**Stated exercise:** Copy word for word the lines from the line with "target: climbing rope" up to and including the line with "Trace the outline of every instance of the climbing".

**Input for this task:**
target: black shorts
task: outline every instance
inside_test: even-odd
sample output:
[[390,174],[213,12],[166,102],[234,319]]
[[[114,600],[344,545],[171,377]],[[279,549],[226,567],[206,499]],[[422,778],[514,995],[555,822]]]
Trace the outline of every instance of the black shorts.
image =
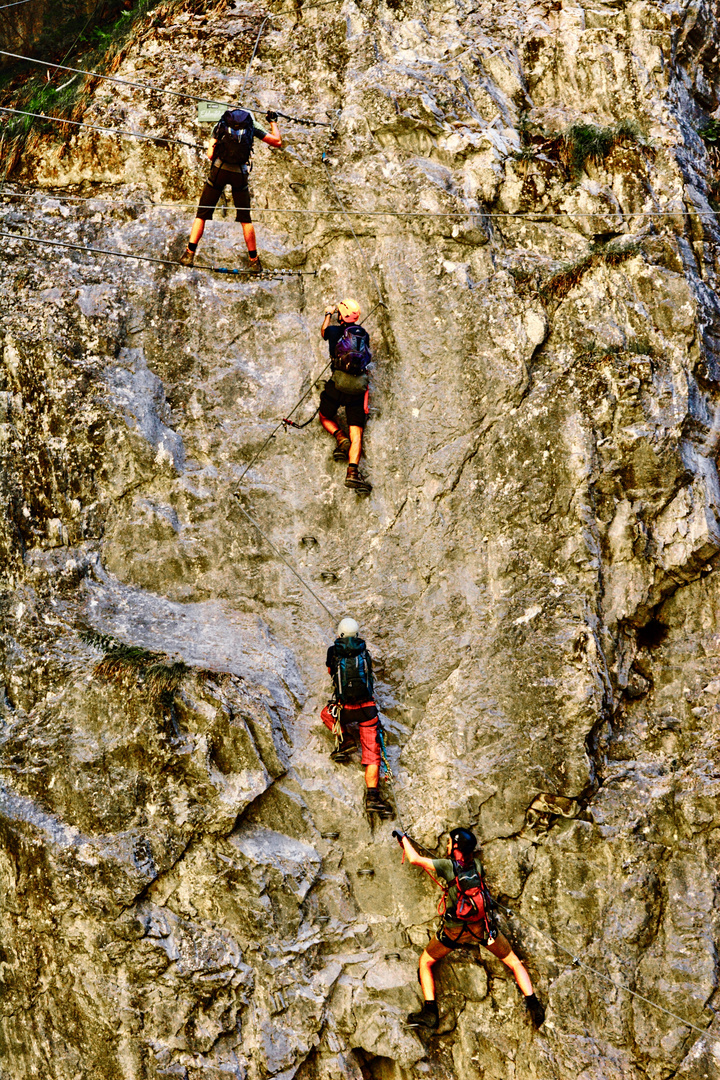
[[344,406],[349,427],[364,428],[367,423],[367,391],[362,394],[345,394],[329,379],[320,395],[320,415],[326,420],[334,420],[338,409]]
[[250,189],[247,186],[247,175],[245,173],[230,173],[227,168],[210,168],[203,193],[200,197],[198,217],[202,217],[203,221],[209,221],[215,213],[218,199],[228,184],[237,211],[235,221],[249,225],[253,218],[250,217]]

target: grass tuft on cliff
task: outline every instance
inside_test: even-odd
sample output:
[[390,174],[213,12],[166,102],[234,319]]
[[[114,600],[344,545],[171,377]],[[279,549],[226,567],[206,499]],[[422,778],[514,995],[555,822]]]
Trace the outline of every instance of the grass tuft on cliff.
[[578,259],[576,262],[566,262],[563,267],[543,282],[538,292],[543,300],[562,300],[590,270],[599,266],[619,267],[634,258],[639,252],[638,244],[606,247],[600,252],[592,252],[585,258]]
[[[53,26],[43,30],[31,54],[69,67],[84,67],[112,75],[126,50],[141,33],[180,12],[207,14],[227,0],[98,0],[90,18],[80,18],[70,5],[59,5]],[[69,10],[67,10],[69,9]],[[0,105],[25,112],[45,112],[80,120],[98,86],[98,80],[67,71],[39,68],[15,60],[0,69]],[[31,117],[5,114],[0,137],[3,161],[0,179],[8,179],[31,136],[72,134],[76,129]]]
[[93,669],[96,678],[123,687],[139,684],[154,699],[174,694],[190,672],[181,660],[173,661],[162,652],[127,645],[108,634],[86,630],[80,636],[87,645],[105,652]]
[[608,127],[573,124],[562,136],[565,165],[570,178],[578,180],[588,161],[600,165],[621,143],[642,144],[640,129],[633,120],[621,120]]

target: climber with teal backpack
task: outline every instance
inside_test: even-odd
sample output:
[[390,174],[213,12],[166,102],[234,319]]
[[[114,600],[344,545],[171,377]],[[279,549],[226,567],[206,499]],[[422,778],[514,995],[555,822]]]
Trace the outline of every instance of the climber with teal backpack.
[[483,945],[510,968],[533,1025],[541,1027],[545,1010],[535,996],[525,964],[498,929],[494,901],[485,883],[483,863],[476,851],[477,840],[473,833],[462,827],[451,829],[447,859],[425,859],[416,850],[407,834],[394,832],[393,836],[403,848],[403,861],[407,855],[412,866],[420,866],[443,889],[437,908],[440,924],[437,934],[431,939],[420,957],[418,977],[425,1000],[419,1012],[408,1016],[410,1027],[424,1027],[432,1031],[438,1026],[433,964],[456,948],[476,945]]
[[184,267],[193,265],[205,221],[213,217],[222,191],[230,185],[236,212],[235,220],[243,226],[249,269],[258,272],[262,270],[257,252],[255,226],[250,217],[250,191],[247,181],[253,168],[250,159],[254,140],[257,138],[274,147],[283,145],[276,122],[277,113],[268,112],[267,120],[270,123],[269,132],[247,109],[228,109],[213,129],[213,136],[207,147],[212,168],[200,197],[198,216],[192,222],[187,251],[180,257]]
[[393,808],[380,794],[380,714],[373,700],[372,658],[359,636],[354,619],[343,619],[335,644],[327,650],[327,670],[335,693],[321,718],[336,737],[334,761],[348,761],[359,740],[365,766],[365,809],[380,818],[394,816]]
[[[331,324],[336,313],[337,325]],[[359,303],[351,298],[341,300],[337,308],[325,309],[325,320],[320,333],[330,350],[332,375],[320,396],[320,422],[335,436],[335,460],[348,462],[345,487],[353,488],[358,495],[368,495],[372,486],[359,473],[359,459],[368,416],[367,368],[372,361],[372,353],[370,336],[359,325]],[[345,410],[350,437],[336,421],[340,408]]]

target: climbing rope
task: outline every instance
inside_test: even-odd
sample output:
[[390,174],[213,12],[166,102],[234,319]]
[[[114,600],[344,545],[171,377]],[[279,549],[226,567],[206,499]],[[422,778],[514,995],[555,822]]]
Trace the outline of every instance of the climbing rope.
[[166,138],[162,135],[142,135],[140,132],[128,132],[123,127],[101,127],[99,124],[87,124],[83,120],[66,120],[64,117],[47,117],[44,112],[26,112],[24,109],[9,109],[0,105],[0,112],[13,112],[18,117],[33,117],[36,120],[52,120],[58,124],[72,124],[73,127],[90,127],[94,132],[108,132],[110,135],[128,135],[131,138],[146,139],[148,143],[174,143],[177,146],[189,146],[193,150],[205,150],[200,143],[186,143],[181,138]]
[[380,720],[378,720],[378,742],[380,743],[380,756],[382,758],[382,764],[385,769],[385,775],[390,783],[390,788],[393,793],[393,802],[395,804],[395,816],[397,818],[397,824],[400,826],[405,833],[405,825],[403,824],[403,818],[400,816],[400,807],[397,801],[397,791],[395,789],[395,777],[393,775],[393,770],[390,767],[390,761],[388,760],[388,751],[385,747],[385,732]]
[[[338,0],[332,0],[337,3]],[[267,19],[266,19],[267,22]],[[263,24],[264,25],[264,24]],[[255,55],[255,54],[253,54]],[[10,56],[15,60],[26,60],[28,64],[39,64],[41,67],[52,68],[53,71],[72,71],[74,75],[85,75],[91,79],[104,79],[105,82],[114,82],[120,86],[133,86],[135,90],[147,90],[155,94],[167,94],[171,97],[181,97],[189,102],[206,102],[208,105],[221,105],[226,109],[234,109],[236,105],[232,105],[229,102],[215,102],[209,97],[200,97],[198,94],[188,94],[180,90],[167,90],[165,86],[155,86],[151,82],[133,82],[130,79],[120,79],[117,75],[101,75],[99,71],[89,71],[86,68],[73,68],[68,67],[66,64],[51,64],[49,60],[39,60],[32,56],[22,56],[19,53],[9,53],[4,49],[0,49],[0,56]],[[248,65],[249,68],[249,65]],[[246,72],[247,75],[247,72]],[[243,83],[243,89],[245,83]],[[277,113],[285,118],[285,120],[293,120],[296,123],[308,123],[308,124],[318,124],[320,121],[312,120],[301,120],[298,117],[289,117],[285,112]],[[50,119],[50,118],[46,118]],[[68,121],[66,121],[68,122]],[[330,126],[329,124],[323,126]],[[204,149],[204,147],[202,148]]]
[[298,581],[303,586],[303,589],[307,589],[308,592],[310,593],[310,595],[314,599],[317,600],[317,603],[323,608],[323,610],[326,611],[327,615],[330,617],[330,621],[331,622],[337,622],[337,617],[335,615],[332,615],[332,612],[330,611],[330,609],[327,606],[327,604],[325,603],[325,600],[322,600],[320,598],[320,596],[317,595],[317,593],[314,591],[314,589],[312,589],[312,586],[308,584],[308,582],[304,580],[304,578],[300,577],[300,575],[295,569],[295,567],[291,565],[291,563],[288,563],[288,561],[285,558],[285,556],[277,550],[277,548],[275,548],[275,545],[272,542],[272,540],[270,539],[270,537],[267,536],[267,534],[264,534],[262,531],[262,529],[260,528],[260,526],[258,525],[258,523],[255,521],[255,518],[252,517],[247,513],[247,511],[243,507],[242,502],[240,501],[240,492],[239,491],[233,491],[233,495],[234,495],[235,499],[237,500],[237,507],[240,508],[241,514],[243,514],[248,519],[248,522],[250,523],[250,525],[253,526],[253,528],[256,529],[260,534],[260,536],[262,537],[262,539],[264,540],[264,542],[270,548],[272,548],[272,550],[274,551],[275,555],[277,555],[277,558],[281,561],[281,563],[283,563],[288,568],[288,570],[290,571],[290,573],[295,575],[295,577],[298,579]]
[[[335,0],[334,0],[335,2]],[[277,116],[284,116],[284,113],[279,112]],[[47,119],[46,117],[43,119]],[[304,123],[305,121],[303,121]],[[66,120],[63,123],[67,123]],[[154,136],[149,136],[154,137]],[[54,199],[56,202],[98,202],[103,201],[107,206],[126,206],[126,199],[106,199],[105,195],[56,195],[49,191],[0,191],[0,198],[3,199]],[[196,203],[150,203],[147,210],[185,210],[190,207],[194,210]],[[205,207],[199,207],[205,208]],[[215,208],[215,207],[213,207]],[[300,216],[309,217],[322,217],[323,215],[337,214],[336,207],[327,207],[326,210],[298,210],[290,208],[286,206],[253,206],[254,214],[297,214]],[[570,217],[570,218],[586,218],[586,217],[597,217],[597,213],[575,213],[574,211],[525,211],[518,214],[501,213],[501,212],[490,212],[483,210],[466,210],[466,211],[411,211],[411,210],[348,210],[345,208],[345,215],[348,217],[424,217],[424,218],[465,218],[465,217],[484,217],[484,218],[517,218],[520,221],[535,221],[536,224],[542,224],[546,218],[553,217]],[[649,210],[649,211],[621,211],[620,216],[623,218],[630,217],[677,217],[682,215],[684,217],[718,217],[720,211],[717,210]]]
[[[31,244],[45,244],[51,247],[69,247],[74,252],[87,252],[92,255],[113,255],[119,259],[138,259],[140,262],[157,262],[164,267],[178,267],[182,264],[172,259],[155,259],[151,255],[134,255],[128,252],[116,252],[106,247],[83,247],[81,244],[69,244],[63,240],[42,240],[40,237],[26,237],[16,232],[0,232],[0,237],[5,240],[25,240]],[[253,279],[270,281],[273,278],[316,278],[316,270],[289,270],[281,267],[276,270],[233,270],[228,267],[213,267],[205,264],[196,264],[195,270],[208,270],[212,273],[228,273],[248,275]]]

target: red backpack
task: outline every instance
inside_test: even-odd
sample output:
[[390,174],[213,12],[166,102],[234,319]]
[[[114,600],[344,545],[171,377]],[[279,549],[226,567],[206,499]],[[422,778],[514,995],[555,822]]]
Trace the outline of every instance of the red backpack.
[[494,906],[492,896],[488,892],[488,887],[475,860],[473,859],[470,866],[463,866],[457,859],[453,859],[452,868],[456,873],[453,883],[458,890],[458,899],[447,914],[451,919],[457,919],[458,922],[480,926],[485,937],[495,937],[498,929],[492,912]]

**Result of this task:**
target: climbing rope
task: outline every instance
inside_test: even-odd
sample output:
[[390,174],[213,12],[166,102],[234,319]]
[[[114,600],[344,545],[171,377]],[[279,549],[226,567],[206,499]],[[422,778],[514,995],[555,822]]]
Trace the outline of every instance of the climbing rope.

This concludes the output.